▸ **OBJECTIVE**: Reproduce all of the listing below without alteration.

▸ **INFORMATION SHOWN**:
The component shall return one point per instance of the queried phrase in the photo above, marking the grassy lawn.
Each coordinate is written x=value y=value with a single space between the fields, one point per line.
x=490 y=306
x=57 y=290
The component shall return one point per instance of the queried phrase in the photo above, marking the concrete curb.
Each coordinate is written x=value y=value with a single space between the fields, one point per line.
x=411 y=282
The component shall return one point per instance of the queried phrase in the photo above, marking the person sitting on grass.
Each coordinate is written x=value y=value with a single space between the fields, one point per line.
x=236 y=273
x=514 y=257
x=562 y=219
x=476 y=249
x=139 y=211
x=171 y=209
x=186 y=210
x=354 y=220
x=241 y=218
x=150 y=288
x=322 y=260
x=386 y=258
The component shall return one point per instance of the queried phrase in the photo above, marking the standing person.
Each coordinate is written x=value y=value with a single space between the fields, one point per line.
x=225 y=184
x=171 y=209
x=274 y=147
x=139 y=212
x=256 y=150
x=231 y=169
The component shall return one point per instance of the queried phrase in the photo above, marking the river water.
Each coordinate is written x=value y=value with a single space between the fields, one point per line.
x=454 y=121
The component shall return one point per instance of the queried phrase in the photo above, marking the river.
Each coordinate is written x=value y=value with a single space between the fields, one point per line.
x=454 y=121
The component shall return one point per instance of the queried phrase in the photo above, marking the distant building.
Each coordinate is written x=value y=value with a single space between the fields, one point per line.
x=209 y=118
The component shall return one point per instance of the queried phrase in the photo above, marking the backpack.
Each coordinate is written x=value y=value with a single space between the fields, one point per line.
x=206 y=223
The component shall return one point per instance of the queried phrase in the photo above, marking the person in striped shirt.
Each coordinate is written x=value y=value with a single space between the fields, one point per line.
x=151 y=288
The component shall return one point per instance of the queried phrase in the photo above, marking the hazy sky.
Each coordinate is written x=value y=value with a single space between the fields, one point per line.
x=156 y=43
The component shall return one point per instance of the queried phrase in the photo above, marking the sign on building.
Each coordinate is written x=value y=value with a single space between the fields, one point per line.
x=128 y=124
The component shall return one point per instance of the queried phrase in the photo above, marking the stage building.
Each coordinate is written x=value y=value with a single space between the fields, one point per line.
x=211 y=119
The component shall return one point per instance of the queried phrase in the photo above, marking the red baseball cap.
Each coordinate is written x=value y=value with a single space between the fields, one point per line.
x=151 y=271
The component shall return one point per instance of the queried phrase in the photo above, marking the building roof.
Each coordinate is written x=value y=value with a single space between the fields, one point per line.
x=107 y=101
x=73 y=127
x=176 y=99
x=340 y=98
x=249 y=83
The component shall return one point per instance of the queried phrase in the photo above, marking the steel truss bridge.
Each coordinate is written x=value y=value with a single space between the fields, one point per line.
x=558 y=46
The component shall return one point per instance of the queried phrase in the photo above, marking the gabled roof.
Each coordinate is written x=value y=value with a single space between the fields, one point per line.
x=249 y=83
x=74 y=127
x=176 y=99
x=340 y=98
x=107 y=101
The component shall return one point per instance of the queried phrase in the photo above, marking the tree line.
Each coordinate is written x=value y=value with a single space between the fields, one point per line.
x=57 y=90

▸ **OUTPUT FOR THIS EXERCISE**:
The component shall return one point per instance of the queried phrase in the photo above, marking the grassy lawn.
Each coordinate is written x=value y=value with a single space between the fields, one point per line.
x=490 y=306
x=57 y=290
The component shall return one point per instance of the queried phrase in the photo above, marking the concrete curb.
Each coordinate is written x=value y=value with a single space between the fields, one point per line.
x=411 y=282
The component shall return one point per instance of the queried phrase in the photo above, marking the person sitting on grass.
Each coordinate is written x=value y=value with a single space between the fields, one point per line.
x=236 y=273
x=514 y=257
x=562 y=219
x=476 y=249
x=139 y=211
x=171 y=209
x=186 y=210
x=354 y=220
x=241 y=218
x=150 y=288
x=322 y=260
x=386 y=258
The component shall return one point per instance of the queried phrase in the photo above, marking the standing person.
Each coordinate is written x=value y=value with a single space between the fields, one point per line.
x=225 y=184
x=171 y=209
x=274 y=147
x=139 y=212
x=256 y=150
x=231 y=169
The component shall return one point per instance of the queried phrase in the photo above, marking the river water.
Each coordinate is written x=value y=value with a single space between the fields, one point per line.
x=454 y=121
The component shall return one point per instance of the queried phrase in the photo above, marking the river.
Each coordinate is written x=value y=value with a single space between the fields, one point per line.
x=454 y=121
The component shall return one point per instance of the queried phrase in the photo above, marking the distant building.
Each coordinate is written x=value y=value with a single space between the fields, one point per line.
x=209 y=118
The component shall return one point per instance of the queried phrase in the photo above, marking the backpack.
Each coordinate is written x=value y=value with a single space between the fields, one point per line.
x=206 y=223
The component shall return one point per instance of the queried phrase in the photo above, marking the person in striped shirt.
Each coordinate is written x=value y=value with a single space between the fields, one point per line.
x=151 y=288
The component shall return one point per instance of the queried phrase in the photo above, marking the hazy sky.
Each coordinate is written x=value y=value with a single space between the fields, one point per line.
x=156 y=43
The component shall return one point per instance of the queried phrase in the photo above, marking the sign on building.
Each coordinate is written x=value y=value with a single space between the fields, one point per line.
x=128 y=124
The component shall return one point per instance of the queried phrase in the photo above, marking the stage building.
Each coordinate is written x=value y=value with a single space between the fields, one point per line.
x=211 y=119
The component shall return one point per instance of the queried phrase in the photo above, marking the red baseball cap.
Each coordinate is written x=value y=value with a single space between the fields, one point per line.
x=151 y=271
The component shall return one point per instance of the queried phrase in the photo above, marking the building roof.
Each coordinate is written x=value y=value with a single space between the fields, one point per line.
x=107 y=101
x=73 y=127
x=176 y=99
x=340 y=98
x=249 y=83
The component shall return one point per instance of the queried phrase in the photo above, marking the steel truss bridge.
Each coordinate is written x=value y=value with a single space between the fields, one point per line.
x=558 y=46
The component shall return one point per instance of the queried phrase in the photo above, marking the gabled roof.
Each coordinate is written x=value y=value with a single space between the fields, one point per line.
x=249 y=83
x=74 y=127
x=176 y=99
x=340 y=98
x=107 y=101
The component shall return one point per instance of the queried phrase in the photo above, marking the tree line.
Each coordinate is written x=value y=value with a single space between the fields, one point per line.
x=57 y=90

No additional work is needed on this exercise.